Extract every one of the lines below and copy them out word for word, changing nothing.

EXCERPTED DATA >>
-*-*-

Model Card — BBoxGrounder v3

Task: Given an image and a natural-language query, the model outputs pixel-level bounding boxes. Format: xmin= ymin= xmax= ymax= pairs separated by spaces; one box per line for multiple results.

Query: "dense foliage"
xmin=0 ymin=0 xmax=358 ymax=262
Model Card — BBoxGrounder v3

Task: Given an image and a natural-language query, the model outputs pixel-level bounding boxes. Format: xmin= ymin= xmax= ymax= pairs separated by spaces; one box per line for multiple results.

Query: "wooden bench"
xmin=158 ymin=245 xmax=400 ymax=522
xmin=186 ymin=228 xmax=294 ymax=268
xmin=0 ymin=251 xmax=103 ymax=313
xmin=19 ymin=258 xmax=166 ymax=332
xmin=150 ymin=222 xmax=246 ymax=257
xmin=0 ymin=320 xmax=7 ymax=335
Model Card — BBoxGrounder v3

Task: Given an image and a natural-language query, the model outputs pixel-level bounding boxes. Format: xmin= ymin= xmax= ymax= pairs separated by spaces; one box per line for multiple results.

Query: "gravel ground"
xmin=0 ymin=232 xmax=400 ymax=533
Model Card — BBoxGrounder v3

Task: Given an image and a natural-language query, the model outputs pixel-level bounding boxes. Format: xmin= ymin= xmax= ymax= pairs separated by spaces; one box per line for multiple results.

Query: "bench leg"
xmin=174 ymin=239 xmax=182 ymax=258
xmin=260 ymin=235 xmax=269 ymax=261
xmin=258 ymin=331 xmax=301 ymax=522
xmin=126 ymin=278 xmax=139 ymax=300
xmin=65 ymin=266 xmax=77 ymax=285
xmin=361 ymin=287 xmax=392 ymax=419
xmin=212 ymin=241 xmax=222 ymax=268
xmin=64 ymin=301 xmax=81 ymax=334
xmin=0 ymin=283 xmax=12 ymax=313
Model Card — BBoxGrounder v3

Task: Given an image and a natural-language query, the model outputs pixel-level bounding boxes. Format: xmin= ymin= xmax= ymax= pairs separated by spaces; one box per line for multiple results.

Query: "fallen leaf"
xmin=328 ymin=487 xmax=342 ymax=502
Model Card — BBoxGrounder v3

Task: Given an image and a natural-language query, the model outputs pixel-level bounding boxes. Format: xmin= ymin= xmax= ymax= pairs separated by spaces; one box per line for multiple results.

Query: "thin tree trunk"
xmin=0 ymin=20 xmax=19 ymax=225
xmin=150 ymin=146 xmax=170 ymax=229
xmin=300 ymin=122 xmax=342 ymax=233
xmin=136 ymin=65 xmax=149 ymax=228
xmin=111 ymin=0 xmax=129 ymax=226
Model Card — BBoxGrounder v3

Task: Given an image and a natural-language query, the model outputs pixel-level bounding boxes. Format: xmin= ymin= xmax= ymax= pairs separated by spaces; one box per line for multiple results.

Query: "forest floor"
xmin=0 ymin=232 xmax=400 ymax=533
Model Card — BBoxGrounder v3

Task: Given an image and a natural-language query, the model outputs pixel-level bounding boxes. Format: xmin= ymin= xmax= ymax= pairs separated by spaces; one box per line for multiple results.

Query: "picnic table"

-*-*-

RIGHT ANSWER >>
Model Card — BBoxGrounder v3

Task: Given an image and a natural-language query, the model outputs pixel-level bounding boxes. Format: xmin= ymin= xmax= ymax= pairs separated by spaces; one box per line for multiple results.

Query: "dense foliage"
xmin=0 ymin=0 xmax=358 ymax=262
Model Card — BBoxGrounder v3

Task: Given an image and a natural-language query, the model outputs pixel-level bounding boxes. Format: xmin= ymin= xmax= ymax= pairs separated by spaces; one box per line for multiple results.

Query: "wooden bench"
xmin=158 ymin=245 xmax=400 ymax=522
xmin=186 ymin=228 xmax=294 ymax=268
xmin=0 ymin=251 xmax=103 ymax=313
xmin=19 ymin=258 xmax=166 ymax=332
xmin=150 ymin=222 xmax=246 ymax=257
xmin=0 ymin=320 xmax=7 ymax=335
Model Card — BBoxGrounder v3

Task: Given an image and a natural-language query, the model outputs pixel-level bounding boxes. Format: xmin= ymin= xmax= ymax= pairs separated by spaces; one box per line for multiple results.

Query: "gravel ground"
xmin=0 ymin=232 xmax=400 ymax=533
Model Card — BBoxGrounder v3

Task: Given an image and a natural-language query, the model outputs pixel-level bounding boxes. Format: xmin= ymin= xmax= ymax= pairs separated by spaces; one box per line for multiple results.

Query: "bench leg"
xmin=174 ymin=239 xmax=182 ymax=258
xmin=260 ymin=235 xmax=269 ymax=261
xmin=258 ymin=331 xmax=301 ymax=522
xmin=126 ymin=278 xmax=139 ymax=300
xmin=65 ymin=266 xmax=77 ymax=285
xmin=361 ymin=287 xmax=392 ymax=419
xmin=212 ymin=241 xmax=222 ymax=268
xmin=64 ymin=301 xmax=81 ymax=334
xmin=0 ymin=283 xmax=12 ymax=313
Model Card — BBoxGrounder v3

Task: Given an image and a natural-language query, the model outputs pixel-level bounding boxes. Format: xmin= ymin= xmax= ymax= pairs separated by spaces; one box per line for multiple results.

Query: "fallen leaf"
xmin=328 ymin=487 xmax=342 ymax=502
Model Card — BBoxGrounder v3

Task: Given an image and a natural-language query, the model outputs pixel-level bounding boxes. Format: xmin= ymin= xmax= ymax= pairs separated by spaces; one box per line for multiple results.

Query: "thin tree trunk"
xmin=0 ymin=20 xmax=19 ymax=225
xmin=150 ymin=146 xmax=170 ymax=229
xmin=300 ymin=122 xmax=342 ymax=233
xmin=136 ymin=65 xmax=149 ymax=228
xmin=111 ymin=0 xmax=129 ymax=226
Model Card — BBoxGrounder v3

Task: Given an image and a natural-language query, the model outputs pixel-level bounding boxes. Format: xmin= ymin= xmax= ymax= pairs separated by spaces; one box per line for multiple results.

Query: "forest floor"
xmin=0 ymin=232 xmax=400 ymax=533
Model Card — BBoxGrounder v3

Task: Given an image and a natural-language query, the model outputs pixel-level bounding boxes. Format: xmin= ymin= xmax= ymax= pairs separated by spaces; one box per line for multiple results.

Query: "picnic table"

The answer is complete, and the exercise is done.